Ejercicio planteado 1:
Di cuántas líneas de los registros contienen la palabra "range", distinguiendo entre mayúsculas y minúsculas. Responde solo con el número.

Fragmento para leer:
<<<<

En realidad, estos roedores que habitan en las tundras, taiga y praderas árticas, no se suicidan en masa como mucha gente cree.

La idea de suicidio parece que tiene su origen en el trabajo de algunos naturalistas del siglo XIX que presenciaron –aunque no comprendieron- el ciclo de explosión demográfica de cuatro años que suele tener lugar entre las poblaciones del lemming noruego. Los lemmings tienen una capacidad reproductiva fenomenal. Una hembra puede llegar a dar a luz a ochenta crías al año. Los escandinavos llegaron a creer que estos animalillos surgían espontáneamente creados por el propio clima.

Lo que realmente sucede es que inviernos suaves tienen como consecuencia superpoblación y, por lo tanto, falta de alimento. Los lemmings comienzan entonces a moverse a la búsqueda de pastos –se alimentan de hierba, raíces y frutos- hacia territorios que no conocen. Cuando surge un obstáculo natural, bien sean acantilados, ríos o la orilla del mar, los animalillos comienzan a amontonarse, incapaces de franquear la barrera pero imposibilitados para regresar porque sus congéneres siguen apelotonándose detrás. Aparece el pánico y la violencia, suceden accidentes… pero no es suicidio.

Existe otro mito relacionado con la idea del suicidio en masa: que fue inventado en 1958 para una película documental de Walt Disney, “White Wilderness”. Es cierto que el filme era un montaje: fue rodado en el estado canadiense de Alberta, que no tiene mar y los lemmings tuvieron que ser transportados desde lugares muy alejados de Manitoba. Las escenas de la “migración” se hicieron utilizando unos pocos animales moviéndose por un plato giratorio cubierto de nieve; y la conocida escena final, en la que los lemmings se tiran al mar y a la muerte, se rodó por el expeditivo método de tirarlos al río. Pero la verdad es que Disney fue sólo responsable de recrear una historia que ya circulaba desde el siglo XIX.

>>>>

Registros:
<<<<

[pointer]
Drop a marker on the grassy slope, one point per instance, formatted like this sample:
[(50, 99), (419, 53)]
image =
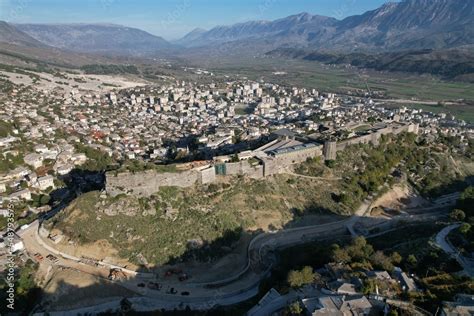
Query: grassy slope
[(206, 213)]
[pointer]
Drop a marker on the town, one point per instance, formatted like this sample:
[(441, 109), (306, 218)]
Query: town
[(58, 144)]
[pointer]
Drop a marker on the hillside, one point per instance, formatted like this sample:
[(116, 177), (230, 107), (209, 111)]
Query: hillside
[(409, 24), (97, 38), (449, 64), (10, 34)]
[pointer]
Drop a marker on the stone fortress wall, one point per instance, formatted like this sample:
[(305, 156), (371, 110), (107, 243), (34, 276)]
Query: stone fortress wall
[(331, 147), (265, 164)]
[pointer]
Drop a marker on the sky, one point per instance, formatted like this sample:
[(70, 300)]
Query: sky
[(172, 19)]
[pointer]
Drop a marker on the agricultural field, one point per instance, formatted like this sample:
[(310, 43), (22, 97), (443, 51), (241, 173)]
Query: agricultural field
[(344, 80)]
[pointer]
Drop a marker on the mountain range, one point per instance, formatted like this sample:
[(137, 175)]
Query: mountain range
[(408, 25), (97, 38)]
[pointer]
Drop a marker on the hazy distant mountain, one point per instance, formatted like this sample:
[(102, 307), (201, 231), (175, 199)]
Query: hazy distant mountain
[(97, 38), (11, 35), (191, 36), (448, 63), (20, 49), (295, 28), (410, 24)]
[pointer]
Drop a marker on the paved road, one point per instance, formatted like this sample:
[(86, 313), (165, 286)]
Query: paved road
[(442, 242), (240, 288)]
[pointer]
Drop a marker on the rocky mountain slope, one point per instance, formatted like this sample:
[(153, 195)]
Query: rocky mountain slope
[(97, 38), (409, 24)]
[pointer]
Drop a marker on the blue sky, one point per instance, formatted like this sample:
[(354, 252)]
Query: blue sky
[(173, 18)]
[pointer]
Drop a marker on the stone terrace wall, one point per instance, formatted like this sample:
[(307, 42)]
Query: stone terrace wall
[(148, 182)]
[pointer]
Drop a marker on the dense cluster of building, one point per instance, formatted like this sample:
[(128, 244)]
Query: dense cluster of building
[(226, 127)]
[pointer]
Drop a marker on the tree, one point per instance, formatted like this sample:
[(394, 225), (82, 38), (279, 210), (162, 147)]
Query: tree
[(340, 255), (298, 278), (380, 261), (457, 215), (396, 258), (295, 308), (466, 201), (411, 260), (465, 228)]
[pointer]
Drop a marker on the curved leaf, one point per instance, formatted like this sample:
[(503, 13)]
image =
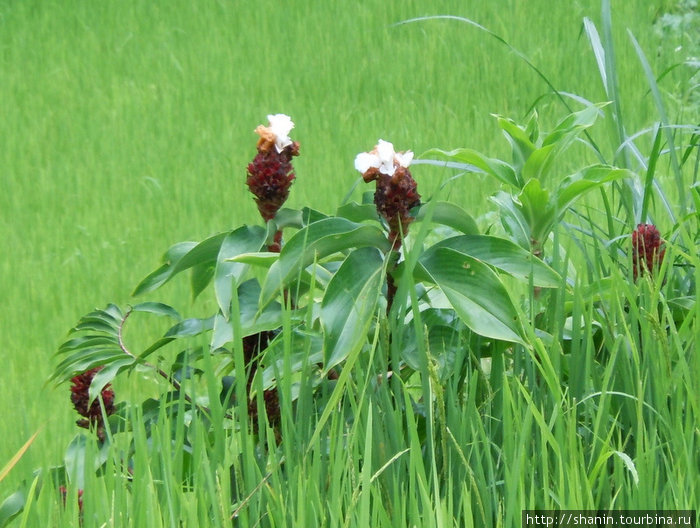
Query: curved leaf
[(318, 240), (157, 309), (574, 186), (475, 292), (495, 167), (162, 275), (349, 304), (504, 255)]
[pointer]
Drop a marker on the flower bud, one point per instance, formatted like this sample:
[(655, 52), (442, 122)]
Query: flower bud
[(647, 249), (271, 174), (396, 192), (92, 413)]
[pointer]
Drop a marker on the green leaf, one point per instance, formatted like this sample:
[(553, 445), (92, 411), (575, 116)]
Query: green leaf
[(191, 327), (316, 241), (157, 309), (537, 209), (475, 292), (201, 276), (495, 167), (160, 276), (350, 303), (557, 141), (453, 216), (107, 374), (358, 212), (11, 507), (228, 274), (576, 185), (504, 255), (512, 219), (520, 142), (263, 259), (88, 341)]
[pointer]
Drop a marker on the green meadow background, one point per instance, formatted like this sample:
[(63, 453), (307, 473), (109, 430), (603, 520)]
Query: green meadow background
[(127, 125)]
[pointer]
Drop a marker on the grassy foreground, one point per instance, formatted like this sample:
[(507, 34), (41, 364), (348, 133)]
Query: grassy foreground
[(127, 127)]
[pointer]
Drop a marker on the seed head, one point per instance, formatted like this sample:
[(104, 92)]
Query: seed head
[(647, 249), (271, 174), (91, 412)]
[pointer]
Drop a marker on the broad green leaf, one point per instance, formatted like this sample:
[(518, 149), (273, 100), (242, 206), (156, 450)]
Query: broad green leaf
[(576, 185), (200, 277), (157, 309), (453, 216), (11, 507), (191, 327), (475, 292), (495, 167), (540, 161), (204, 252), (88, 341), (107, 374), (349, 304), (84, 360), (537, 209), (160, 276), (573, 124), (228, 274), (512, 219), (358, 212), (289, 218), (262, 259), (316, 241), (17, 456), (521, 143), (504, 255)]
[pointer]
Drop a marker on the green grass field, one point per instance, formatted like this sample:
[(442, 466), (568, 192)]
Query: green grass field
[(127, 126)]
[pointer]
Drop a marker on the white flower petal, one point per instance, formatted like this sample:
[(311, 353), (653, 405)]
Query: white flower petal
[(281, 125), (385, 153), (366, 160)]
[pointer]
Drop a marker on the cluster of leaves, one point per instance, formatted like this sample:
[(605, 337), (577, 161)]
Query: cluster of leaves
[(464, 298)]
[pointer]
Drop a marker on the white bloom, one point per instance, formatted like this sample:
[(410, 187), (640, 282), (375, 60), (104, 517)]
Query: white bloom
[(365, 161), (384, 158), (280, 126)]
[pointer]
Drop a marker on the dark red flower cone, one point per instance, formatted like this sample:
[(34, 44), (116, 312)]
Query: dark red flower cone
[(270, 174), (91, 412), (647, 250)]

>>>>

Ejercicio planteado 2:
Copia sin cambios el pasaje del texto sobre los lemmings que va desde "Lo que realmente" hasta "no es suicidio.".

Respuesta al ejercicio 1:
2

Respuesta al ejercicio 2:
Lo que realmente sucede es que inviernos suaves tienen como consecuencia superpoblación y, por lo tanto, falta de alimento. Los lemmings comienzan entonces a moverse a la búsqueda de pastos –se alimentan de hierba, raíces y frutos- hacia territorios que no conocen. Cuando surge un obstáculo natural, bien sean acantilados, ríos o la orilla del mar, los animalillos comienzan a amontonarse, incapaces de franquear la barrera pero imposibilitados para regresar porque sus congéneres siguen apelotonándose detrás. Aparece el pánico y la violencia, suceden accidentes… pero no es suicidio.